> _DATA FOR PROCESSING_:

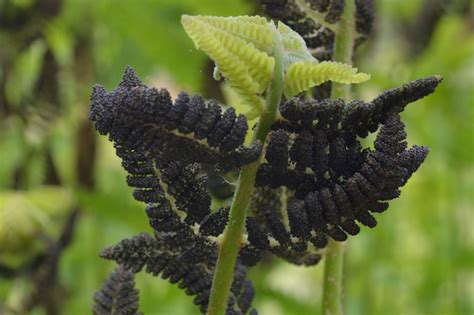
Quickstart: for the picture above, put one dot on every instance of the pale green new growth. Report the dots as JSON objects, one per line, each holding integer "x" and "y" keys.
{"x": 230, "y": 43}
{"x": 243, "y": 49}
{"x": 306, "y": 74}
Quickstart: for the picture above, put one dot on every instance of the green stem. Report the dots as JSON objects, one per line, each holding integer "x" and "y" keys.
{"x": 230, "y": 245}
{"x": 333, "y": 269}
---
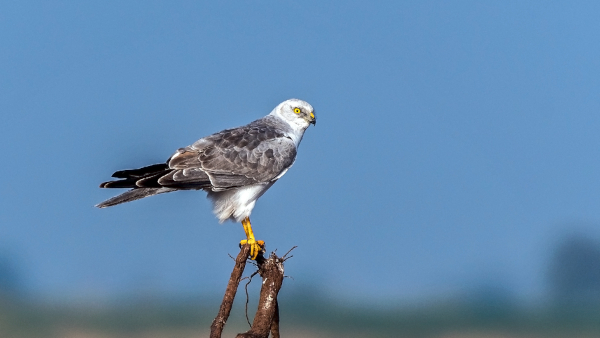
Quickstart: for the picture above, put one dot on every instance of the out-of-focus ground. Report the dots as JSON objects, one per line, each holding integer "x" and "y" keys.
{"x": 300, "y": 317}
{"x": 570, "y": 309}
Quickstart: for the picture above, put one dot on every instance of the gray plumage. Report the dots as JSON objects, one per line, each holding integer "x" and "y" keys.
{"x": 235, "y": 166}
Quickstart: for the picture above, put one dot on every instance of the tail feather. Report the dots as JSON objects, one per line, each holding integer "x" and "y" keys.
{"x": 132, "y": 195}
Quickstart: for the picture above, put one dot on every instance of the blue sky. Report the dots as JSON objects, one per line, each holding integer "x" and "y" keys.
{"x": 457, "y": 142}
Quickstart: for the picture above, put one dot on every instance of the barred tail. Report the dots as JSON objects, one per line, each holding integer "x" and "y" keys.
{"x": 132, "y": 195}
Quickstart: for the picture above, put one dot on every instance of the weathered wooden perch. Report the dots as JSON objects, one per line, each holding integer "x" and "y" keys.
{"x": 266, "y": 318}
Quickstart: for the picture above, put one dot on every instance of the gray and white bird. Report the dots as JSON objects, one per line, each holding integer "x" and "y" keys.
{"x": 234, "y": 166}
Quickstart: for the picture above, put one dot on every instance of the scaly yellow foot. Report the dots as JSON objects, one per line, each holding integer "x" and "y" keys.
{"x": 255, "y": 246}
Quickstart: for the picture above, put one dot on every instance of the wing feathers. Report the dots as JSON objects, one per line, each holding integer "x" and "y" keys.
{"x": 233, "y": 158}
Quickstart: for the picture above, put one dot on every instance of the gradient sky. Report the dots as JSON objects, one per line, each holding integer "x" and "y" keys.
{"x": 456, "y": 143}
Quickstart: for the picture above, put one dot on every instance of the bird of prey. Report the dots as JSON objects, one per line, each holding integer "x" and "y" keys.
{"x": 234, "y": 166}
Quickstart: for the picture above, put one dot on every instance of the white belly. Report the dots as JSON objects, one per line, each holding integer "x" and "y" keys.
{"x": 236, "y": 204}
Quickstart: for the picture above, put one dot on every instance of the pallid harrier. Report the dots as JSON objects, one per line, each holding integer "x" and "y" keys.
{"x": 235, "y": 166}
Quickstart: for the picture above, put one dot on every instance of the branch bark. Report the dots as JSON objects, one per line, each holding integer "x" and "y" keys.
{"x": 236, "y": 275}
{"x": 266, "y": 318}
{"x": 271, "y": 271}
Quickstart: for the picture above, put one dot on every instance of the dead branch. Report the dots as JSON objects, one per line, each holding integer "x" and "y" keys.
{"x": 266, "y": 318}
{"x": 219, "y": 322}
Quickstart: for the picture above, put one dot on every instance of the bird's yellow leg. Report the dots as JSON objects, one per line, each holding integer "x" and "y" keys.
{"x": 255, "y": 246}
...
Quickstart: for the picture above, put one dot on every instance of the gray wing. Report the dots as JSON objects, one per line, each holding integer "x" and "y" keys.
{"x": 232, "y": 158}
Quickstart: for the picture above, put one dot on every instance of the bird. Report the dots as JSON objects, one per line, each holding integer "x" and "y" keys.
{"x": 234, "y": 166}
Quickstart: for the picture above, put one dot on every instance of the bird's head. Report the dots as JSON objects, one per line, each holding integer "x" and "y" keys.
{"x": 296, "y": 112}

> _TASK_:
How many lines in the records above contain the word "branch"? Case counts. Reply with the number alone.

> _THE RESPONSE_:
2